**TASK PROMPT:** Make an exact copy of the entries, taking out every picture.
═════ GIVEN RECORDS ═════
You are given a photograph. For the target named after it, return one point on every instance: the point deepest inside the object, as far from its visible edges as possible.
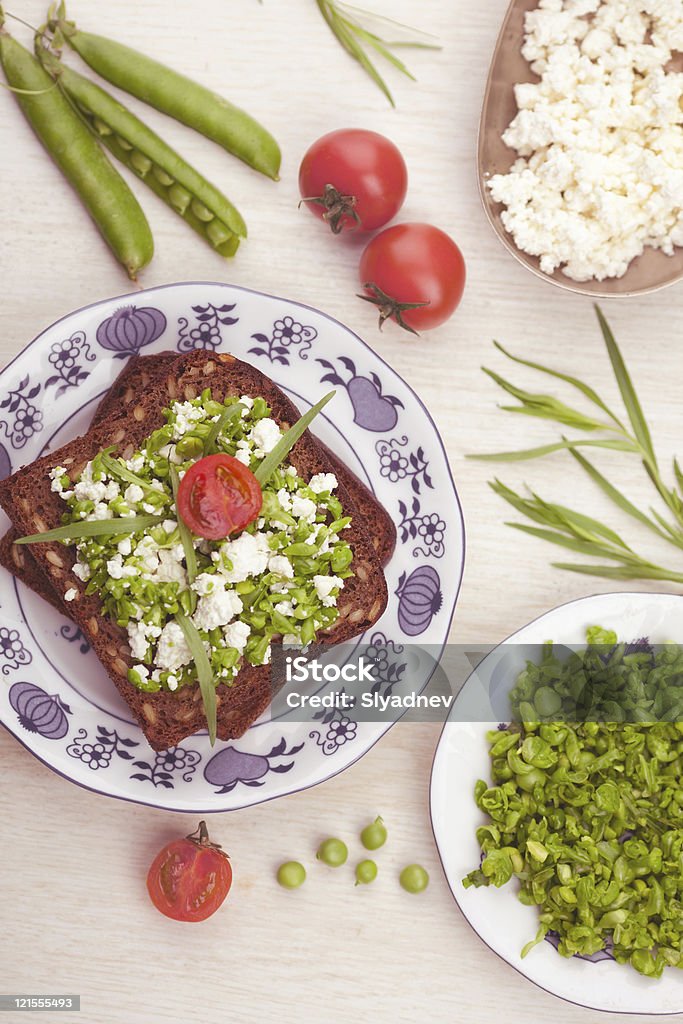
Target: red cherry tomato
(415, 273)
(189, 879)
(217, 496)
(353, 178)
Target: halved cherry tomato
(189, 879)
(353, 178)
(217, 496)
(415, 273)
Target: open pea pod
(200, 204)
(103, 193)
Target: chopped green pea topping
(281, 577)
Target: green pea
(414, 879)
(366, 872)
(547, 700)
(375, 835)
(333, 852)
(291, 875)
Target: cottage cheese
(217, 608)
(599, 137)
(172, 649)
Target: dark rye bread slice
(168, 718)
(136, 376)
(379, 523)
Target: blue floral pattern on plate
(102, 748)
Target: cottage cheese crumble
(599, 137)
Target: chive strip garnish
(185, 536)
(115, 468)
(204, 673)
(228, 414)
(94, 527)
(287, 442)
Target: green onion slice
(185, 536)
(116, 468)
(287, 442)
(235, 409)
(94, 527)
(204, 673)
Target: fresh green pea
(414, 879)
(366, 871)
(76, 152)
(172, 178)
(176, 95)
(291, 875)
(333, 852)
(375, 835)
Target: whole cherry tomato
(353, 178)
(189, 878)
(217, 496)
(415, 273)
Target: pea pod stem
(174, 94)
(200, 204)
(105, 196)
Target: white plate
(54, 695)
(462, 757)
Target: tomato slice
(218, 496)
(189, 879)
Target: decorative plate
(54, 695)
(462, 758)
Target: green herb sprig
(357, 41)
(204, 672)
(94, 527)
(565, 526)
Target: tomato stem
(390, 307)
(201, 838)
(337, 206)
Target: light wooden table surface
(74, 910)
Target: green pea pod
(176, 95)
(199, 203)
(101, 189)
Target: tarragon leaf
(629, 396)
(537, 453)
(586, 389)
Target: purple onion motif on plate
(372, 409)
(130, 329)
(230, 766)
(207, 333)
(40, 712)
(5, 464)
(420, 598)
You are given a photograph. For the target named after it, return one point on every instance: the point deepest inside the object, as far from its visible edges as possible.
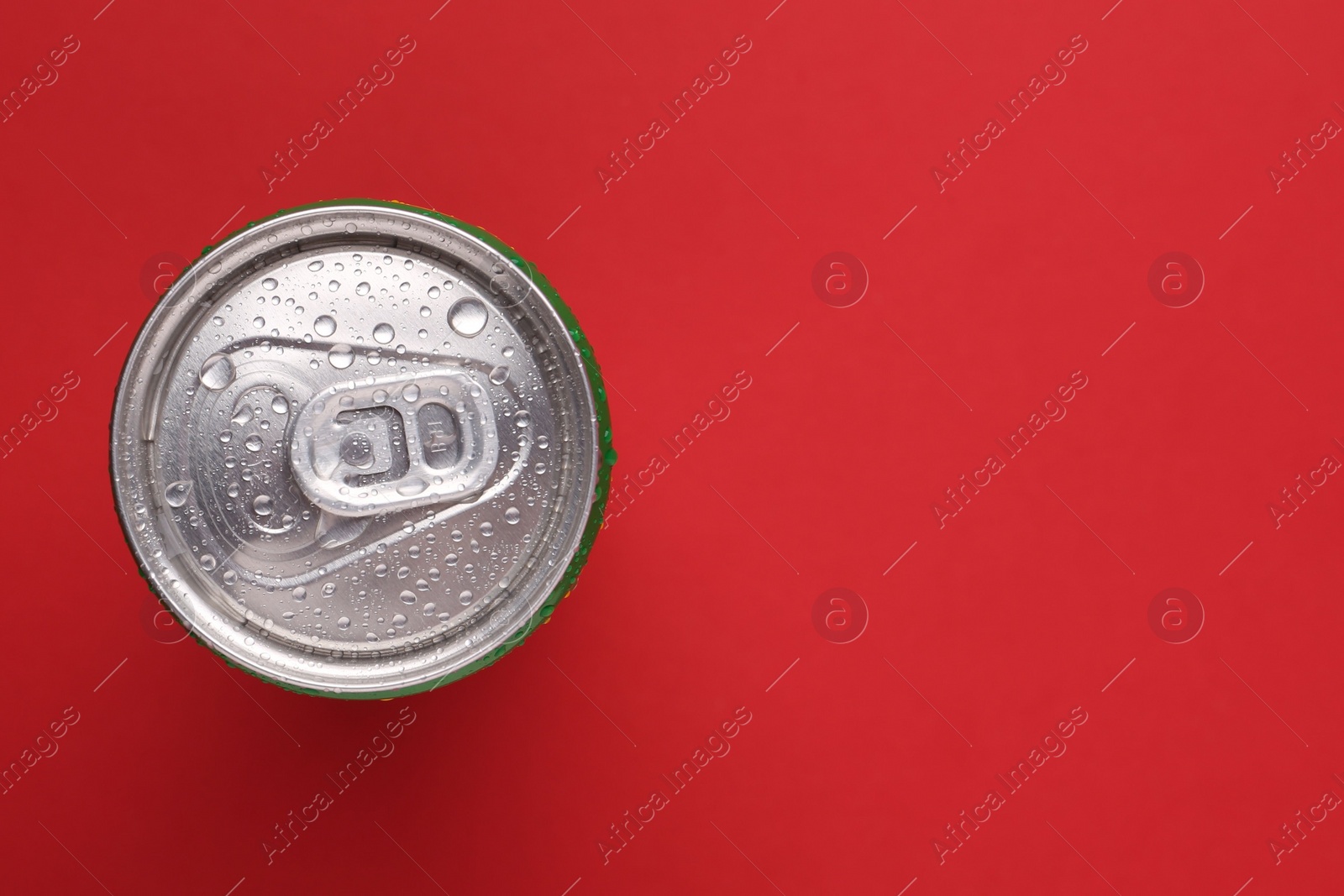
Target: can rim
(601, 488)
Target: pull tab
(396, 443)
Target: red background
(687, 270)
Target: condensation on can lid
(356, 449)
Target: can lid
(356, 449)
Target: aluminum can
(360, 449)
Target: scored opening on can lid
(356, 449)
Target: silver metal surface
(355, 449)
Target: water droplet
(217, 372)
(176, 493)
(468, 316)
(340, 356)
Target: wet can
(360, 449)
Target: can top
(355, 449)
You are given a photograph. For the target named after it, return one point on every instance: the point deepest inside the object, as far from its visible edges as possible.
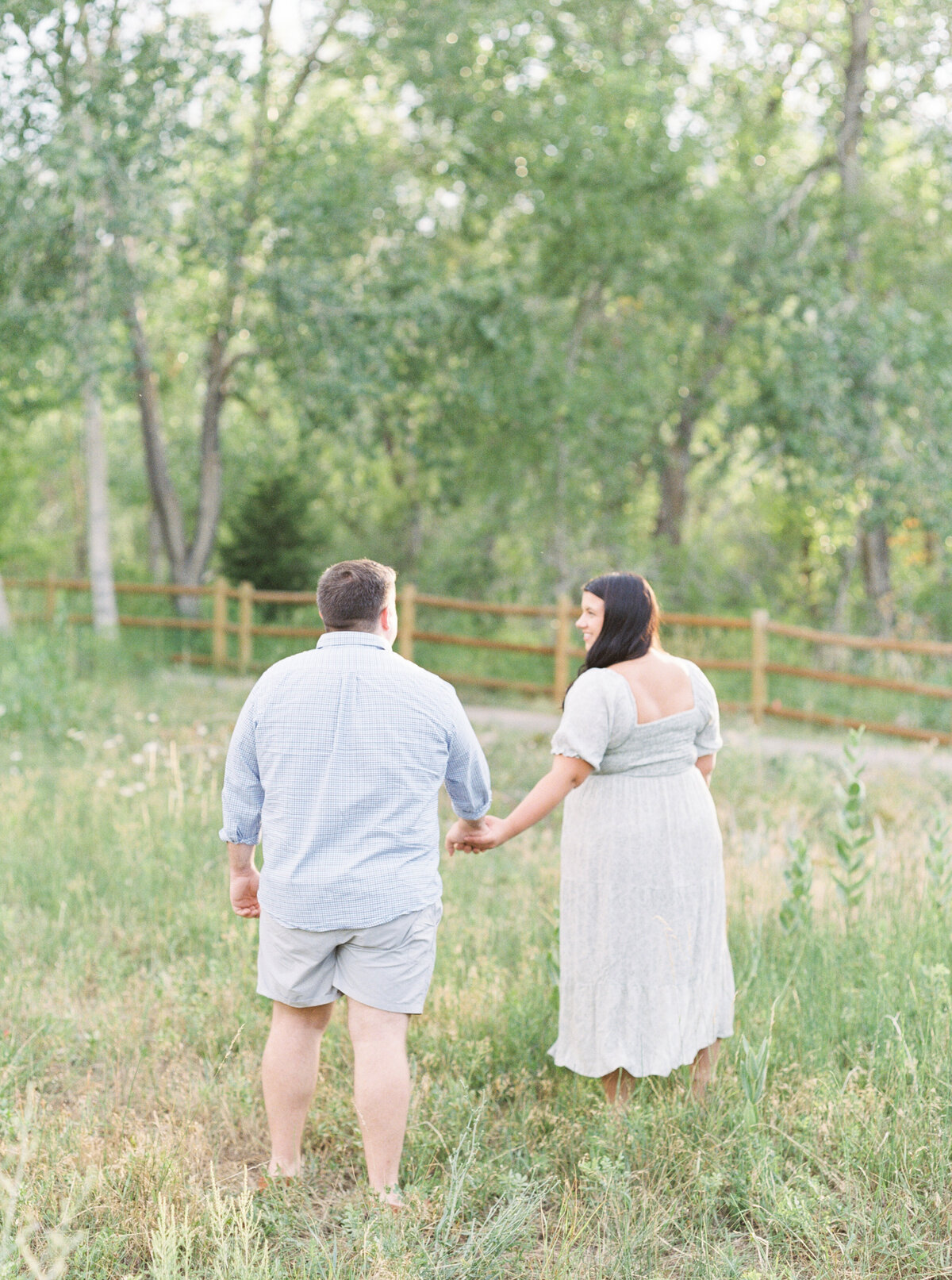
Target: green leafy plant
(853, 868)
(797, 909)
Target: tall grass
(131, 1035)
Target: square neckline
(661, 720)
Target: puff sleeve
(708, 739)
(586, 721)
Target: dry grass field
(131, 1121)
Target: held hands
(475, 840)
(244, 893)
═════
**RESPONSE TO THE EXERCISE:**
You are given a photograph. For the target named after it, return one point on every instance: the point deepest inside the object, as far from its visible edges as possible.
Target: red cherry tomato
(415, 273)
(189, 879)
(217, 496)
(353, 178)
Target: halved cherry tomato
(189, 879)
(353, 178)
(217, 496)
(415, 273)
Target: open pea pod
(200, 204)
(103, 193)
Target: chopped green pea topping
(281, 577)
Target: green pea
(414, 879)
(366, 872)
(547, 700)
(375, 835)
(333, 852)
(291, 875)
Target: cottage cheese
(217, 608)
(599, 137)
(172, 649)
Target: dark rye bread slice
(168, 718)
(136, 376)
(379, 523)
Target: blue floral pattern on plate
(102, 748)
Target: cottage cheese crumble
(599, 137)
Target: chive strip garnish
(185, 536)
(115, 468)
(204, 673)
(228, 414)
(94, 527)
(287, 442)
Target: green onion slice
(185, 536)
(116, 468)
(287, 442)
(235, 409)
(94, 527)
(204, 673)
Target: fresh green pea
(414, 879)
(366, 871)
(76, 152)
(172, 178)
(176, 95)
(291, 875)
(333, 852)
(375, 835)
Target: whole cherry tomato
(353, 178)
(189, 878)
(217, 496)
(415, 273)
Target: pea pod stem
(174, 94)
(200, 204)
(105, 196)
Target: white plate
(54, 695)
(462, 757)
Target: tomato slice
(218, 496)
(189, 879)
Target: decorative plate
(54, 695)
(462, 758)
Target: green herb sprig
(357, 41)
(204, 672)
(94, 527)
(565, 526)
Target: tomato stem
(390, 307)
(201, 838)
(337, 206)
Target: light wooden table surface
(74, 910)
Target: green pea pod
(176, 95)
(199, 203)
(101, 189)
Target: tarragon leaf
(629, 396)
(537, 453)
(586, 389)
Target: purple onion motif on plate
(372, 409)
(130, 329)
(230, 766)
(207, 333)
(40, 712)
(5, 464)
(420, 598)
You are given a photograph. For the target named after it, return one point on every instance: the point deepest inside the object, as far from its visible edges as possible.
Target: can rim
(601, 488)
Target: pull tab
(396, 443)
Target: red background
(687, 270)
Target: condensation on can lid
(356, 449)
Target: can lid
(356, 449)
Target: aluminum can
(360, 449)
Target: scored opening on can lid
(356, 449)
Target: silver metal surface
(355, 449)
Target: water droplet
(217, 372)
(176, 493)
(468, 316)
(340, 356)
Target: wet can
(360, 449)
Target: can top
(355, 449)
You are given a photograph. For the target named after it, return one point on every instance: the point deepest inside the object, as far from its visible edges as possible.
Target: green leafy plant
(853, 868)
(797, 909)
Target: tall grass
(131, 1035)
Target: square neckline
(661, 720)
Target: puff sleeve
(708, 739)
(586, 721)
Target: dry grass field
(131, 1121)
Target: held hands
(475, 840)
(244, 893)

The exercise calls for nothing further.